Read through the data below and state how many of its lines contain the word "bitter", adding nothing.

[Dataset items]
==*==
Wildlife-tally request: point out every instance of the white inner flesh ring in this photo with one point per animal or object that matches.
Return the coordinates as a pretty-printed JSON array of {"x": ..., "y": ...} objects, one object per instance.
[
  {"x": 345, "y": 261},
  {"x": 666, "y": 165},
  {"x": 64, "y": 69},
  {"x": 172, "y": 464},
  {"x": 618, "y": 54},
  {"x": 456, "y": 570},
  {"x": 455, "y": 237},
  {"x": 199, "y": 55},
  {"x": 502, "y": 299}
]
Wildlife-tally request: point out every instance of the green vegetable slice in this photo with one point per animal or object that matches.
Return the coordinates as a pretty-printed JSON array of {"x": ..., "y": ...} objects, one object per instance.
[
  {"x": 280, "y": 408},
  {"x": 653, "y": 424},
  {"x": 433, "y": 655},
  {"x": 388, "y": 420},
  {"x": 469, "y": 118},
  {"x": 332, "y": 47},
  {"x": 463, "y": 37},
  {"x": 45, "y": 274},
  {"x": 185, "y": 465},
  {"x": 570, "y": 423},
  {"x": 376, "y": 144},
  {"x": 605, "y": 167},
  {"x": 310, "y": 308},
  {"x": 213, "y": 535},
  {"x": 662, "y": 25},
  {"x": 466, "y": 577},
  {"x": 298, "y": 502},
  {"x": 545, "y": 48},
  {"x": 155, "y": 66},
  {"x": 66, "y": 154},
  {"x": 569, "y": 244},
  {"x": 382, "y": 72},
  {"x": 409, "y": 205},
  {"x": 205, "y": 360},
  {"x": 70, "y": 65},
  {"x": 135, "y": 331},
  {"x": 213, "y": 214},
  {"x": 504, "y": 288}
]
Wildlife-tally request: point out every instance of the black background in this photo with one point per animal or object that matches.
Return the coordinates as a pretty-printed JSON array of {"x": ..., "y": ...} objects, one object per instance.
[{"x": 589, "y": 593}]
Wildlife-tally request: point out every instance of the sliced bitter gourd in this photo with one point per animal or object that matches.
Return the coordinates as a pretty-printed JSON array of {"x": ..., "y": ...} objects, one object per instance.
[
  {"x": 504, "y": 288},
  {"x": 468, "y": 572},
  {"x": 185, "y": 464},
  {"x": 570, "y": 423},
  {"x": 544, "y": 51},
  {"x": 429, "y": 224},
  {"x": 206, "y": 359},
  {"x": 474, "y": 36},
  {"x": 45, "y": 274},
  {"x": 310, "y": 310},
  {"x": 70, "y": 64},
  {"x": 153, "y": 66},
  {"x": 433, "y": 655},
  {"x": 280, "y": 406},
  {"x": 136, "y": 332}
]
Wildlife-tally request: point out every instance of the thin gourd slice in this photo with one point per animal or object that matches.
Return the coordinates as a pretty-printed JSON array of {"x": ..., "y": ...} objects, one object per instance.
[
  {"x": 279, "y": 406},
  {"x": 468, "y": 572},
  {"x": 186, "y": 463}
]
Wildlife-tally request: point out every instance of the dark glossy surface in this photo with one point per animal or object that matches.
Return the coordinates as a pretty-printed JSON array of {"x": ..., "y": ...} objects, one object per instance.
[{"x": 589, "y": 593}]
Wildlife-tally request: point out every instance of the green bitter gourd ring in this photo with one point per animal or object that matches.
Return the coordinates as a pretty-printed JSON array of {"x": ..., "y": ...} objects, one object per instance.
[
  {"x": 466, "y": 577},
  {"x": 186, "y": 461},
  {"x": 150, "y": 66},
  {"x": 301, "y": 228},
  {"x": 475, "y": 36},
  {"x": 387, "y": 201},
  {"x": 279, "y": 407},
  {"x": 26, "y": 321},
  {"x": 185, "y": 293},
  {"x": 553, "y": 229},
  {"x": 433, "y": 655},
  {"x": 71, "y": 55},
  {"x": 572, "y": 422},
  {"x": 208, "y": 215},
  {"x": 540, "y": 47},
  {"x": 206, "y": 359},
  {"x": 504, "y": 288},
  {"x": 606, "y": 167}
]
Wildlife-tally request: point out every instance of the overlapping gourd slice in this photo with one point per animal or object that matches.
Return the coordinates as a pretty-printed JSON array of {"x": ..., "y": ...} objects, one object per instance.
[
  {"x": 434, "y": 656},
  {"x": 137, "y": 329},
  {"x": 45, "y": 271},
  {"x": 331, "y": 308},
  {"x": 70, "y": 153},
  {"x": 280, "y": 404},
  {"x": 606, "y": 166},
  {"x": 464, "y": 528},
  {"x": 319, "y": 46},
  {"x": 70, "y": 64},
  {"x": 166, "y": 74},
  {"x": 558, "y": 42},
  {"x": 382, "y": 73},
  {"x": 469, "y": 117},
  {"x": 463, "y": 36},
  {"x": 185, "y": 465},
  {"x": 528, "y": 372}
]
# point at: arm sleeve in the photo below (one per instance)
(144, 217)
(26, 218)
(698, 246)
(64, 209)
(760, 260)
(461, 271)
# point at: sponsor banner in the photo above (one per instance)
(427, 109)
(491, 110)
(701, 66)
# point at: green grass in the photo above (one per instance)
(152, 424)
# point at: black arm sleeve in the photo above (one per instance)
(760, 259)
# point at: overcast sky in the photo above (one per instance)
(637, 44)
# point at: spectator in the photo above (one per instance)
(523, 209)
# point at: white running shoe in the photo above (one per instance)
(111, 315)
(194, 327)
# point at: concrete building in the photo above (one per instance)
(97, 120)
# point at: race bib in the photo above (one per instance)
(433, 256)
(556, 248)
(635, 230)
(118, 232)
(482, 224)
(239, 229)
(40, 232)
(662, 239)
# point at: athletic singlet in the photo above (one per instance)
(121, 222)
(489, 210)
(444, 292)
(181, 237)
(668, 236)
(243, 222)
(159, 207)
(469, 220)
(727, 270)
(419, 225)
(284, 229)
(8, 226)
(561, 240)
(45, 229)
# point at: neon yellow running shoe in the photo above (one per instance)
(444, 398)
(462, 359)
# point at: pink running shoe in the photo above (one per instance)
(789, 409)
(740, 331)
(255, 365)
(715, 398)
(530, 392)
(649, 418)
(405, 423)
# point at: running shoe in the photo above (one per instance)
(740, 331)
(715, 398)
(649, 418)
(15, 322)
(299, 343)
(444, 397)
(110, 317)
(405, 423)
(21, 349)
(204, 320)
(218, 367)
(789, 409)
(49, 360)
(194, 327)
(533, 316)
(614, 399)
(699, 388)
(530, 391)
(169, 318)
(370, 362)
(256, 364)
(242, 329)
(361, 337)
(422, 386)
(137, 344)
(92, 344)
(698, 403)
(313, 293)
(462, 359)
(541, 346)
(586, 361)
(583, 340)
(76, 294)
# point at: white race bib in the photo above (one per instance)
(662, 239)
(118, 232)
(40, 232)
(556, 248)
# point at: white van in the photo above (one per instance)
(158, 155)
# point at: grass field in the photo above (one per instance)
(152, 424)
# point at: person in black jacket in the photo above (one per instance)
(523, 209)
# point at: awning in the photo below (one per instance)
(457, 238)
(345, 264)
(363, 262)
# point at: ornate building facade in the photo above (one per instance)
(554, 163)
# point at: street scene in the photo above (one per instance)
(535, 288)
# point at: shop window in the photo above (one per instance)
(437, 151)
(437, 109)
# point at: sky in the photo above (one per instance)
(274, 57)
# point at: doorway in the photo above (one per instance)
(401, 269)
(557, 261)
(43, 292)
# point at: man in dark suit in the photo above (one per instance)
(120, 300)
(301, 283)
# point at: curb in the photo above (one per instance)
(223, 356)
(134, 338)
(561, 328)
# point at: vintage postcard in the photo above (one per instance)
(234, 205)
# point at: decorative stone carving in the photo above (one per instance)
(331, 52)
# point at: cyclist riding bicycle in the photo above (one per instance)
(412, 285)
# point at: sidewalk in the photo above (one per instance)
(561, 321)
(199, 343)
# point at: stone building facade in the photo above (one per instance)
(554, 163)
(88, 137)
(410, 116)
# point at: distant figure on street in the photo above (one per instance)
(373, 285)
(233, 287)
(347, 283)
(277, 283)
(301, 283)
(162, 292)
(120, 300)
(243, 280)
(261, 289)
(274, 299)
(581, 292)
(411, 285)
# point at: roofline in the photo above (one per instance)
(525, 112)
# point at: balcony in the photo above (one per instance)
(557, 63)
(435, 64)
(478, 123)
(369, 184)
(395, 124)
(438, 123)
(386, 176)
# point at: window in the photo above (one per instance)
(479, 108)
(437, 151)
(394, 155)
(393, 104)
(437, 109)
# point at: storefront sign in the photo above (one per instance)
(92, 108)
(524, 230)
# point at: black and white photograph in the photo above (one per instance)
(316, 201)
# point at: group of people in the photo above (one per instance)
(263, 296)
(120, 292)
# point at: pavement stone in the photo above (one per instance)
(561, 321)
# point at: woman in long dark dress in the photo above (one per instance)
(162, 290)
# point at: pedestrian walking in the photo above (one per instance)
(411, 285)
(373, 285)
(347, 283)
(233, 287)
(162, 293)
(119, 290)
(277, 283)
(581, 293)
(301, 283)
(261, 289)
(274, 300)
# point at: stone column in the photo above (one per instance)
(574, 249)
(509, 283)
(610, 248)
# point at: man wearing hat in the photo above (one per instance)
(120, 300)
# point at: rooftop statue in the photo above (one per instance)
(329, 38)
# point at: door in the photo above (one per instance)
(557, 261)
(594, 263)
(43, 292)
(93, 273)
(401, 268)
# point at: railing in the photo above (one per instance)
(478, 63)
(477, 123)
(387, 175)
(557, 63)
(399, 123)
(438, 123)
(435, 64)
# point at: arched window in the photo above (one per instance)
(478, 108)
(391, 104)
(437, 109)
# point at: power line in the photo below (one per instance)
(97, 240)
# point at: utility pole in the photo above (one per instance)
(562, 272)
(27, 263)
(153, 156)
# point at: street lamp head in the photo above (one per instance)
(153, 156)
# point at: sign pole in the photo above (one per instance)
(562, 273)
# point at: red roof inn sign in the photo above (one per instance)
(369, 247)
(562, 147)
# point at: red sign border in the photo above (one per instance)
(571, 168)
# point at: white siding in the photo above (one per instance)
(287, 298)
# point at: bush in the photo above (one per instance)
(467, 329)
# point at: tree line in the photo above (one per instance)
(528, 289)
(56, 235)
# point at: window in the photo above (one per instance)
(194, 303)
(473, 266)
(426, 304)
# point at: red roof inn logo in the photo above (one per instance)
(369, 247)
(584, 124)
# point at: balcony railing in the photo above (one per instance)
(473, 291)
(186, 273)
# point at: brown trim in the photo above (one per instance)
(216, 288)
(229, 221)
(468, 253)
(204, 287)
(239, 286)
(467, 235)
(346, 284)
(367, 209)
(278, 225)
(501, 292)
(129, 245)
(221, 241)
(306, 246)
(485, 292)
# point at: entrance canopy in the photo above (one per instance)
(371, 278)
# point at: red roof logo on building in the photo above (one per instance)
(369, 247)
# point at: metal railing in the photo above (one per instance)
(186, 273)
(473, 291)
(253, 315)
==*==
**EXERCISE OUTPUT**
2